Task brief: In the listing below, locate the lines bearing the word "wire". Copy every one of them.

Material for the task:
____
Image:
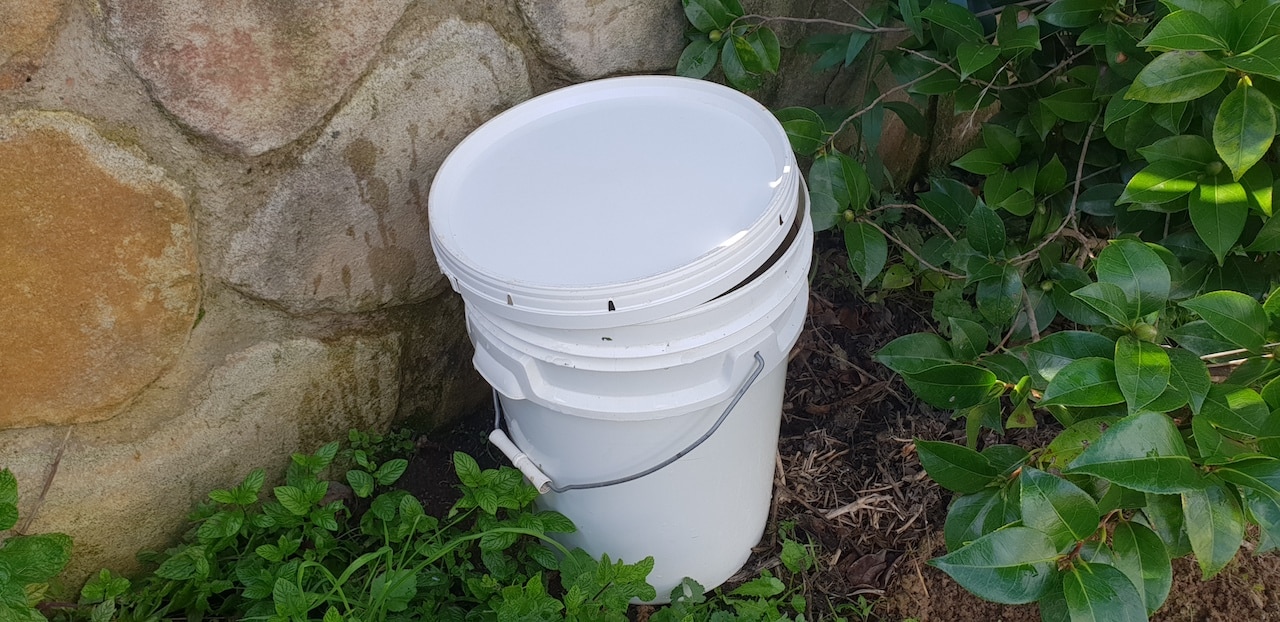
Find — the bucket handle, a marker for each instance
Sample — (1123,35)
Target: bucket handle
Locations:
(544,484)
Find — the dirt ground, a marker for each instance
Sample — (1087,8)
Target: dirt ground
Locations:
(849,479)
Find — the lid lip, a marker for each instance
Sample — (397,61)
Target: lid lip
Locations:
(624,301)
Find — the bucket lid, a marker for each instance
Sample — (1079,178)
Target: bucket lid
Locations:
(613,202)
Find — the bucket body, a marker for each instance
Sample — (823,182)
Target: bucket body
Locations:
(685,351)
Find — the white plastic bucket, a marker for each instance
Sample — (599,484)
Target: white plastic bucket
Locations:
(630,303)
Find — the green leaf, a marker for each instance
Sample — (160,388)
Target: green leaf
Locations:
(1110,301)
(1160,183)
(1139,273)
(974,56)
(915,352)
(1142,370)
(1057,508)
(1215,525)
(1193,151)
(951,385)
(1219,207)
(1086,382)
(868,250)
(1243,129)
(709,14)
(1074,104)
(391,471)
(804,128)
(1184,30)
(1011,566)
(699,58)
(955,467)
(1101,593)
(982,161)
(1262,60)
(736,67)
(293,499)
(1073,13)
(1056,351)
(1000,298)
(1253,22)
(986,231)
(1142,452)
(1239,410)
(1141,554)
(1015,35)
(1178,76)
(1234,315)
(968,338)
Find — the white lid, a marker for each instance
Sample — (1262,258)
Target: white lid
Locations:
(613,202)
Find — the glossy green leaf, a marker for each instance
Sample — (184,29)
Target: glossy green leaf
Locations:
(973,516)
(1000,298)
(1178,76)
(1253,22)
(868,250)
(1219,207)
(1184,30)
(1138,271)
(711,14)
(1142,452)
(1243,129)
(1056,351)
(1264,60)
(1018,31)
(986,232)
(1234,315)
(1160,183)
(1141,554)
(1110,301)
(915,352)
(1215,525)
(1011,566)
(982,161)
(1101,593)
(804,128)
(1142,370)
(951,385)
(955,467)
(1057,508)
(1073,13)
(1086,382)
(1239,410)
(699,58)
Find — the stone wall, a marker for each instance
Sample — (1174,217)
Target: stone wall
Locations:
(214,234)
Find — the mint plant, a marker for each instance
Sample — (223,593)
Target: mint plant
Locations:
(27,562)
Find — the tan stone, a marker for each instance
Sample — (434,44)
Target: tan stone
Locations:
(99,268)
(251,74)
(26,30)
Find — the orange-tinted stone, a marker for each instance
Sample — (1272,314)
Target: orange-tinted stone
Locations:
(99,268)
(26,28)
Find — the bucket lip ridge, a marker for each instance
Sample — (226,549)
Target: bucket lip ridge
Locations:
(626,301)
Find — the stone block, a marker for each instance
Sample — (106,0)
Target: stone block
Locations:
(101,283)
(592,39)
(252,76)
(347,229)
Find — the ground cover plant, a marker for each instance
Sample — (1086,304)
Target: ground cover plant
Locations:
(1098,263)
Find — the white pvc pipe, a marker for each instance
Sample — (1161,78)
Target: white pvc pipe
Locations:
(521,461)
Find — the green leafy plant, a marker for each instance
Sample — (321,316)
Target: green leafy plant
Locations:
(1097,263)
(27,562)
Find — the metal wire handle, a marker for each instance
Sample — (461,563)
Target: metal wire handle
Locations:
(497,425)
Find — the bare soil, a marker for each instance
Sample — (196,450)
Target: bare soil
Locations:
(848,478)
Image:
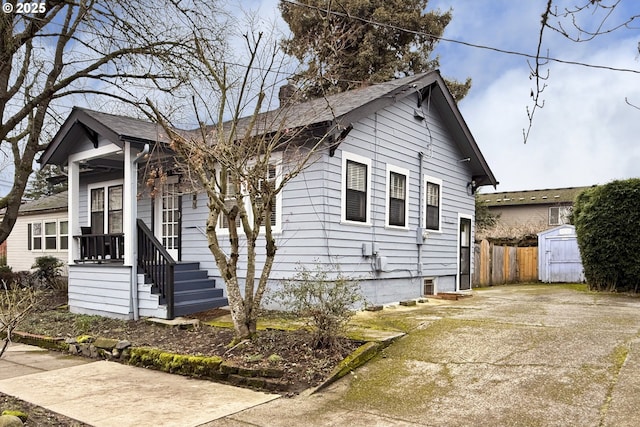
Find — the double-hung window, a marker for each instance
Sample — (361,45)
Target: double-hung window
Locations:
(397,196)
(105,208)
(270,183)
(234,189)
(230,200)
(35,237)
(433,203)
(48,235)
(356,179)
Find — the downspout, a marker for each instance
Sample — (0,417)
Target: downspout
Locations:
____
Expected output:
Find — the metal wire handle, a marker for each instance
Target: metal wire handle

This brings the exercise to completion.